Blest madman who could every hour employ
With something new to wish or to enjoy!
Railing and praising were his usual themes,
And both, to show his judgment, in extremes:
So over violent or over civil

That every man with him was God or Devil.
In squandering wealth was his peculiar art;
Nothing went unrewarded but desert.

Beggared by fools whom still he found too late,
He had his jest, and they had his estate.

He laughed himself from Court; then sought relief
By forming parties, but could ne'er be chief:
For spite of him, the weight of business fell
On Absalom and wise Achitophel;

Thus wicked but in will, of means bereft,

He left not faction, but of that was left.

From this passage quote the lines which hint that Buckingham is respectively "a fool, a blockhead, or a knave" without actually calling him so. Quote other lines that seem to be particularly effective. Remark upon the style of the couplet: the meter, the position of the pause, and the kind of rhyme. Finally, write a paragraph summarizing the effect the passage produces on the reader.

7. The passage given below is an extract from Dryden's earliest printed poem (1658). Compare it with the passage given in the last exercise.

Each little pimple had a tear in it,

To wail the fault its rising did commit,

Who, rebel-like, with their own lord at strife,
Thus made an insurrection 'gainst his life.
Or were these gems sent to adorn his skin,
The cabinet of a richer soul within?
No comet need foretell his change drew on,
Whose corpse might seem constellation.

Upon the Death of the Lord Hastings

8.

------------------------------------------------------------

EXERCISE REQUIREMENTS:
• 1. Reproduce a section of the Dryden excerpt word for word, beginning at the words "7. The passage" and ending after "might seem constellation.".
• 2. Answer these from the Dryden excerpt:
(a) In what year was Dryden's earliest printed poem published?
(b) On whom did the weight of business fall?
(c) Whose death is named in the title of the earliest printed poem?
• 3. Continue the Dryden excerpt from the point where it stops.
The rows have no part in this work.

PROVIDED RECORDS:
------------------------------------------------------------

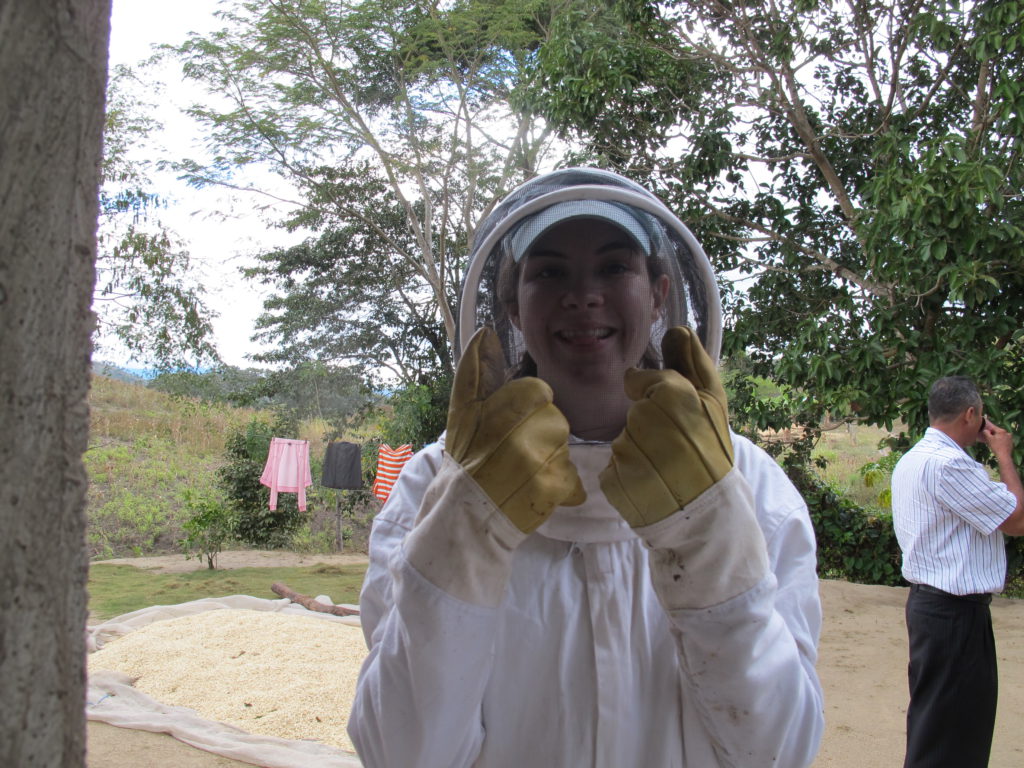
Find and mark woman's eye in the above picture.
[529,264,564,280]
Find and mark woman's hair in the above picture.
[928,376,981,422]
[496,231,668,379]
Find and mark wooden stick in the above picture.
[270,582,359,616]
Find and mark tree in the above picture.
[527,0,1024,454]
[0,0,111,768]
[93,68,217,371]
[174,0,557,383]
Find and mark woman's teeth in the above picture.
[558,328,611,341]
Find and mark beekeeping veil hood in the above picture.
[459,168,722,369]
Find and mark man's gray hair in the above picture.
[928,376,982,422]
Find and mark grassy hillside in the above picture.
[84,376,385,560]
[84,376,256,559]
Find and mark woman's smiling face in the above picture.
[510,219,669,399]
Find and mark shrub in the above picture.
[218,417,306,549]
[180,492,236,569]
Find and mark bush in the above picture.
[180,492,236,569]
[776,435,906,587]
[218,417,306,549]
[381,375,452,450]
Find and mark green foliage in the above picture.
[180,493,237,570]
[528,0,1024,461]
[148,362,369,424]
[380,376,452,449]
[83,436,222,557]
[783,450,905,587]
[94,68,217,370]
[168,0,551,385]
[217,417,306,549]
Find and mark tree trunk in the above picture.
[0,0,111,768]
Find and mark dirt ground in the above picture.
[87,552,1024,768]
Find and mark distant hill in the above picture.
[92,360,157,384]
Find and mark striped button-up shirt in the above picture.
[892,427,1017,595]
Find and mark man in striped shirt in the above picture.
[892,376,1024,768]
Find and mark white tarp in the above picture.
[85,595,361,768]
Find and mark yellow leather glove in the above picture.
[600,328,732,528]
[444,328,586,534]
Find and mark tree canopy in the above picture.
[93,68,217,371]
[528,0,1024,450]
[173,0,565,383]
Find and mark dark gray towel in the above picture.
[321,442,362,490]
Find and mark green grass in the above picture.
[89,563,367,621]
[812,426,889,507]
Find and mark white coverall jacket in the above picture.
[349,435,823,768]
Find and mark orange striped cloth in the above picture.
[374,442,413,502]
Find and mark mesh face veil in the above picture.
[459,168,722,371]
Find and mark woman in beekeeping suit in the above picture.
[349,169,823,768]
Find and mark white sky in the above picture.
[104,0,301,367]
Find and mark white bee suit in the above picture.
[349,435,823,768]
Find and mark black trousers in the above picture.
[903,585,998,768]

------------------------------------------------------------

OUTPUTS:
• 1.
7. The passage given below is an extract from Dryden's earliest printed poem (1658). Compare it with the passage given in the last exercise.

Each little pimple had a tear in it,

To wail the fault its rising did commit,

Who, rebel-like, with their own lord at strife,
Thus made an insurrection 'gainst his life.
Or were these gems sent to adorn his skin,
The cabinet of a richer soul within?
No comet need foretell his change drew on,
Whose corpse might seem constellation.

• 2.
(a) 1658
(b) Absalom and wise Achitophel
(c) The Lord Hastings

• 3.
Waller was smooth; but Dryden taught to join
The varying verse, the full resounding line,
The long majestic march, the energy divine.

POPE

From the passages already quoted give extracts to show the truth of the above statement.

9. Use the following quotation to sketch the development of English prose from the death of Shakespeare to the death of Dryden:

When we find Chapman, the Elizabethan translator of Homer, expressing himself in his preface thus: "Though truth in her very nakedness sits in so deep a pit, that from Gades to Aurora and Ganges few eyes can sound her, I hope yet those few here will so discover and confirm, that, the date being out of her darkness in this morning of our poet, he shall now gird his temples with the sun," we pronounce that such a prose is intolerable. When we find Milton writing: "And long it was not after, when I was confirmed in this opinion, that he, who would not be frustrate of his hope to write well hereafter in laudable things, ought himself to be a true poem,"-we pronounce that such a prose has its own grandeur, but that it is obsolete and inconvenient. But when we find Dryden telling us: "What Virgil wrote in the vigour of his age, in plenty and at ease, I have undertaken to translate in my declining years; struggling with wants, oppressed with sickness, curbed in my genius, liable to be misconstrued in all I write," then we exclaim that here at last we have the true English prose, prose such as we would all gladly use if we only knew how. Yet Dryden was Milton's contemporary.

MATTHEW ARNOLD

10. "A good deal of the unconquerable individuality of the earlier part of the century survives in it, and prevents monotony. After Addison everybody tries to write like Addison; after Johnson almost everybody tries to write like Johnson. But after Dryden everybody dare not yet try to write like Dryden." (Saintsbury.) Show how far this statement applies to the prose style of the age.

11. "The characteristic feature of The Pilgrim's Progress is that it is the only work of its kind which possesses a strong human interest." (Macaulay.) Show how

Bunyan, in plot, characters, and style, arouses this "strong human interest" in his allegory. From this point of view compare him with Spenser, who, Macaulay says, does not arouse this interest.

12. The period of Dryden is often called "the Age of Satire." Account for the prominence of satire in this period, and point out some of the effects it had on current and the succeeding writing.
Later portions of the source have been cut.